Source passage —
++++

Wednesday, May 26, 2010

rattling your cage

My older son was up early (and a bit grumpy) today, headed for the high school where the seniors are planning a "prank" that has its roots in previous years' pranks. It's pretty tame, but he got out of bed for it, so that makes it worth the price of admission.

What is planned is to set up a toll booth in the school parking lot. Those wishing to park nearer to the school's front entrance can pay a "toll" (I think it's a dollar). All others will be relegated to parking spaces further from the entrance. The money will go to some school need.

A prank made for relatively well-off, relatively 'entitled' kids. Sometimes I worry that the comforts the kids enjoy will not serve them well in the future, but life has a way of teaching lessons we didn't learn before -- lessons for which there is never enough preparation, no matter how well-off or impoverished anyone might be.

Funny how parents long to shield their kids from the lumps and bumps that are likely to come along and yet no matter how energetic the effort to shield, still the bell jar of growing up -- for better or worse -- can never be enough: The bell jar of entitlement or lack of entitlement is made for one thing alone ... to be shattered.

++++

Recorded information —
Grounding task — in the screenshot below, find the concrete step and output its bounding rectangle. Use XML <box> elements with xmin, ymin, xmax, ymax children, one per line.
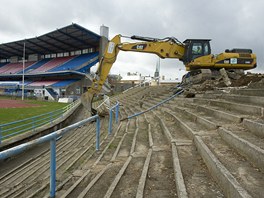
<box><xmin>231</xmin><ymin>88</ymin><xmax>264</xmax><ymax>97</ymax></box>
<box><xmin>193</xmin><ymin>98</ymin><xmax>263</xmax><ymax>117</ymax></box>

++++

Exercise requirements —
(1) In the blog post about the senior prank, what will the toll money be used for?
(2) Carry on the blog post about the senior prank from its final sentence, keeping its reflective tone.
The listing above was drawn from a separate source and is unrelated to the blog post about the senior prank.

Written responses —
(1) It will go to some school need.

(2)
In the army, I had a black buddy in basic training. He and I would horse around -- challenging each other to do more push-ups or chin-ups or ... well, competing and then laughing with or at each other. He came from some place in back-roads Virginia and I was a white kid from New York. Both of us were dressed in the same fatigues and had the same impossibly short haircut and the bell jars of the past made little or no difference. We were pals, suffering and griping about and making the best of our current circumstances.

And then one day, he wasn't around. He was gone for a couple of days and I couldn't find out what had happened to him. Was he sick? Had he been thrown out for some reason? Had he gotten into some trouble? I simply didn't know.

And then he was back. "Where the fuck were you?!" I asked with a friend's exasperation. And he explained that he had been to the dentist where, at age 19, he had had all of his teeth pulled out.

My New-York-white-kid bell jar shattered in that moment. My assumptions were all pretty entitled ... dental hygiene was how people grew up; tooth brushes, however annoying, were something you used; dentists were people you went to for a filling or a cleaning ... but my assumptions were just that, assumptions ... not facts or laws chiseled on some holy stone ... just assumptions. My friend grew up poor and this was one indicator of that poverty. But, but, but ... but he was my friend and I didn't want to think he would be put upon in this way, this bell-jar-shattering way.
Together with my sadness was a recognition of one small way in which I was just plain ignorant and in that ignorance, inattentive. Inattentiveness is not the hallmark of a friend.

It really rattled my cage.

That's life for you, I guess. Always rattling your cage.

It may be worth looking into.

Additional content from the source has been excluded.